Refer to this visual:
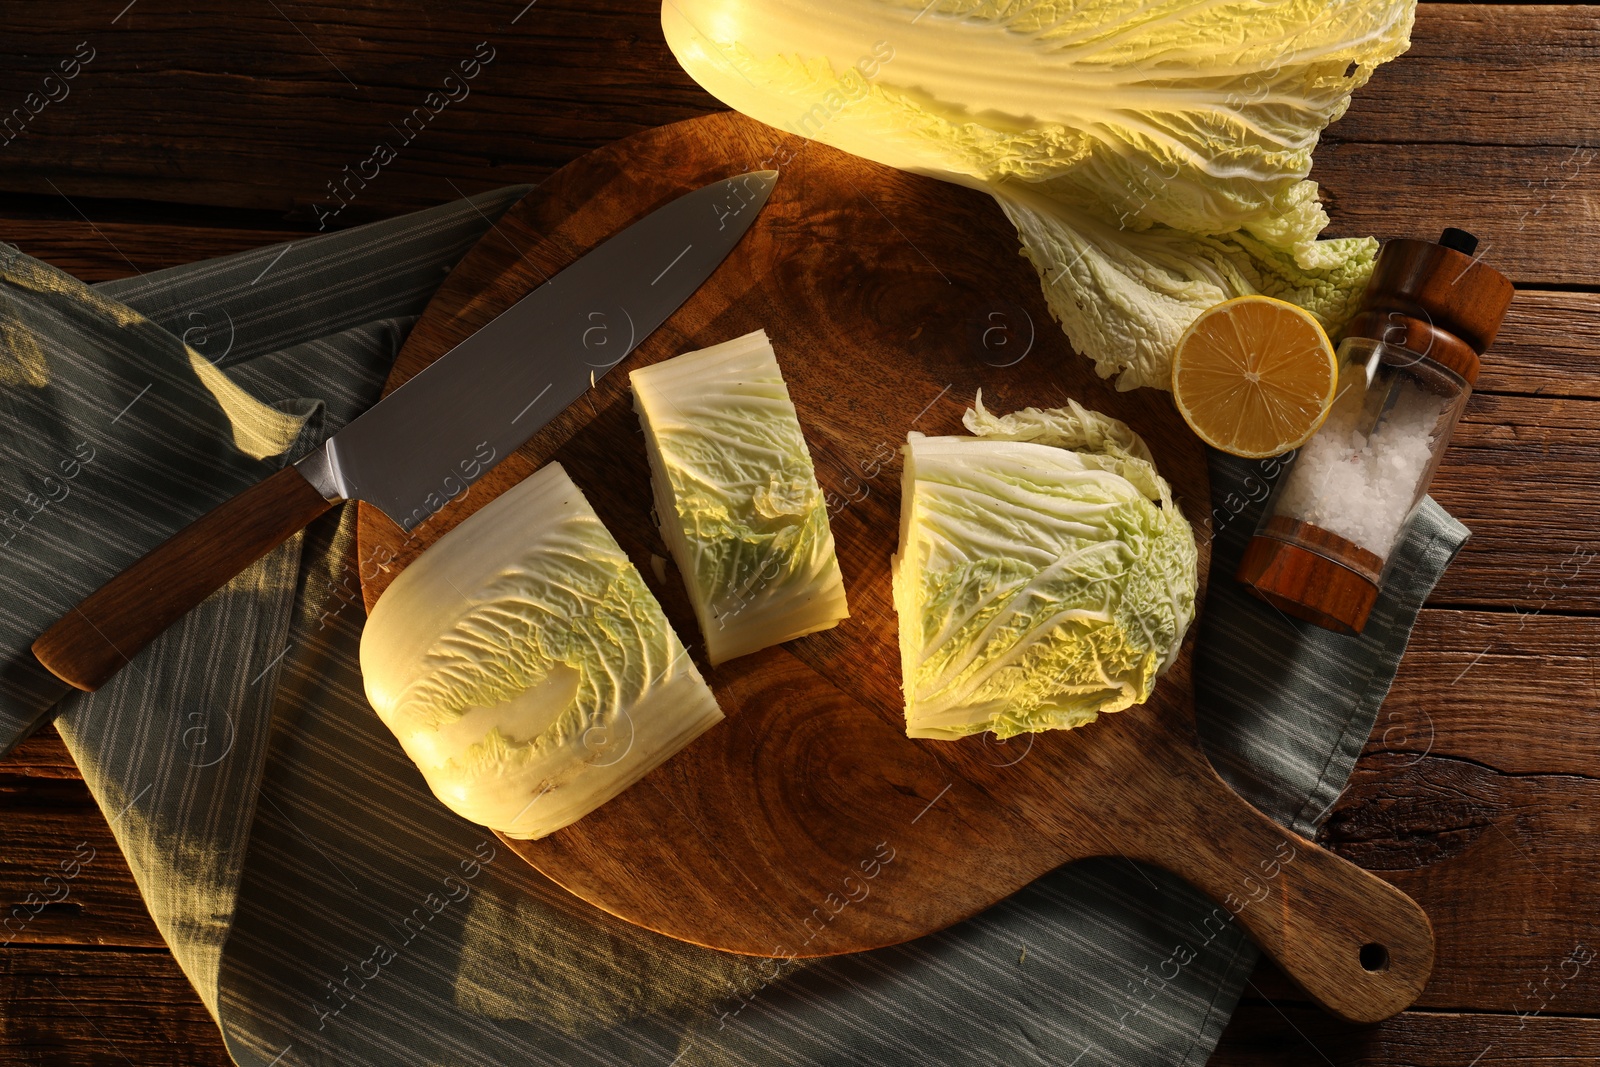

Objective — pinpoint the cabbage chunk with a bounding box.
[361,462,723,839]
[893,395,1197,739]
[632,329,848,665]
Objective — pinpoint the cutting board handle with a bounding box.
[1125,738,1434,1024]
[31,464,336,692]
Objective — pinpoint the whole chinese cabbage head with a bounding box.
[662,0,1414,389]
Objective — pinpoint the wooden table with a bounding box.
[1,3,1594,1063]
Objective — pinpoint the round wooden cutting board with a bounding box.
[357,112,1433,1024]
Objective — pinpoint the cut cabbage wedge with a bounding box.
[632,329,848,665]
[360,462,723,840]
[893,396,1198,740]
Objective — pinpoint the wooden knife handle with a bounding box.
[32,464,337,692]
[1127,739,1434,1025]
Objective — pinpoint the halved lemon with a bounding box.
[1170,295,1339,458]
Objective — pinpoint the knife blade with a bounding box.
[31,170,780,693]
[297,169,779,532]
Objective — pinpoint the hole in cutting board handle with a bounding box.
[1359,942,1390,972]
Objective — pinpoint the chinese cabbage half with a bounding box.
[662,0,1414,390]
[893,396,1197,739]
[361,463,723,839]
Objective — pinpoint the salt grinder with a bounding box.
[1236,228,1514,634]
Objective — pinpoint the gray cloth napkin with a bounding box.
[0,187,1468,1067]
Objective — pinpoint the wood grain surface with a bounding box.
[351,110,1434,1025]
[1212,1003,1600,1065]
[1,2,1596,1063]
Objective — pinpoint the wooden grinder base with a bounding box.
[356,112,1434,1025]
[1238,517,1384,635]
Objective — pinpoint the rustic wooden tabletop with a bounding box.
[2,2,1596,1064]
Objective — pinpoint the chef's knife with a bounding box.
[33,170,780,693]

- - - - -

■ Work instruction ■
In the material above, repeat each entry exactly and omit every picture.

■ Result ■
Refer to this visual:

Objective — pinpoint the cabbage chunk with a bounding box.
[361,462,723,839]
[893,395,1197,739]
[632,329,848,665]
Objective — pinpoint the cutting board handle with a bounding box.
[1125,738,1434,1024]
[31,464,336,692]
Objective — pinpoint the whole chinese cabbage head with a bounding box.
[662,0,1414,389]
Objective — pinpoint the wooden table with a bounding box.
[1,3,1594,1063]
Objective — pinpoint the round wooden cutting board with a bounding box.
[357,112,1433,1024]
Objective — pinpoint the cut cabbage wedge with a bounding box.
[632,329,848,665]
[360,462,723,840]
[893,396,1198,740]
Objective — pinpoint the wooden knife handle with a bounding box.
[32,464,337,692]
[1127,739,1434,1025]
Objective — pinpoint the halved lemon with a bounding box.
[1170,295,1339,458]
Objective — pinpoint the knife blade with a bounding box.
[31,170,780,693]
[297,169,779,532]
Objective — pinpoint the hole in cutting board handle with a bounding box.
[1359,942,1390,972]
Objective — pinpoint the chinese cabbage half with a bounding box.
[662,0,1414,390]
[893,396,1197,739]
[361,463,723,839]
Objective — pinpoint the salt grinder with a bounding box.
[1236,228,1514,634]
Objective — pinpoint the gray cloth napkin with a bounding box.
[0,187,1468,1067]
Objective — pinpoint the wood grain surface with a bounding box.
[351,110,1434,1025]
[1212,1003,1600,1065]
[1,2,1596,1063]
Objective — pinpoint the wooden grinder base with a bounding box.
[356,112,1434,1025]
[1238,517,1384,635]
Objective — pinpoint the rustic wooden tabletop with a bounding box.
[2,2,1596,1064]
Objective — pinpoint the chef's knife with a bounding box.
[33,170,780,693]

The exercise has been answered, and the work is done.